EXERCISE DIRECTIONS
Each line of the records that holds the word "outline" should be copied out.

::::

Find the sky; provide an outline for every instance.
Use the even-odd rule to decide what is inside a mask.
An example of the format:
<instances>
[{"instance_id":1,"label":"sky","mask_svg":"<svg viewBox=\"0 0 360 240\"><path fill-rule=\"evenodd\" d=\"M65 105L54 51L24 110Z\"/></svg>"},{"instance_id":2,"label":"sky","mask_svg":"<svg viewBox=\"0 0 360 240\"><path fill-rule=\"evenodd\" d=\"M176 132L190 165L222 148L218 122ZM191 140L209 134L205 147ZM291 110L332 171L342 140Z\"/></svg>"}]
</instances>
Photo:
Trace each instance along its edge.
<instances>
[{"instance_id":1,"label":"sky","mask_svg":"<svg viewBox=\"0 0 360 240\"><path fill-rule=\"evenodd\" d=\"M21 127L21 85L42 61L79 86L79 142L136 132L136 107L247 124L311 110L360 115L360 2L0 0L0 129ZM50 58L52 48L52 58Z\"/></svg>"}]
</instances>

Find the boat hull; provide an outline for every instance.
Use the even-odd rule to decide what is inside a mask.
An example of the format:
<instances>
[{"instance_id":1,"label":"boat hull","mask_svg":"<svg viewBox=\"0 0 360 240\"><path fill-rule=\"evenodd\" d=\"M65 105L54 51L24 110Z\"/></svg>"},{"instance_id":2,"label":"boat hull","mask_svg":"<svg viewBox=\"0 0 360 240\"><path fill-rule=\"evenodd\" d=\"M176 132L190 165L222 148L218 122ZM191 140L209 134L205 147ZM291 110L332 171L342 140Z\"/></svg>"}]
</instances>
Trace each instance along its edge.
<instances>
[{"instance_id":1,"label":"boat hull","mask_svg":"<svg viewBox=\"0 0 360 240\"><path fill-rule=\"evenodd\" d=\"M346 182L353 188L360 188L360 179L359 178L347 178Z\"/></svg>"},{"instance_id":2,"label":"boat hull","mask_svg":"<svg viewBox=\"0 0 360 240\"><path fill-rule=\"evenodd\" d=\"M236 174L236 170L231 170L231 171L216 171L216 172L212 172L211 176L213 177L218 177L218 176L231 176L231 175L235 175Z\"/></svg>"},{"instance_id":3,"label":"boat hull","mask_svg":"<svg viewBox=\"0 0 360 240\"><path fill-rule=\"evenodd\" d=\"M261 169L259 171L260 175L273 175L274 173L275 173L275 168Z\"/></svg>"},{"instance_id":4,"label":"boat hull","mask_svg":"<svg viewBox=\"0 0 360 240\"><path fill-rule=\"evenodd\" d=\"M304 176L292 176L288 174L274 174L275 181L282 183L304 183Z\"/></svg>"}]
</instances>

::::

EXPECTED ANSWER
Find the sky; provide an outline for every instance.
Find the boat hull; provide an outline for every instance.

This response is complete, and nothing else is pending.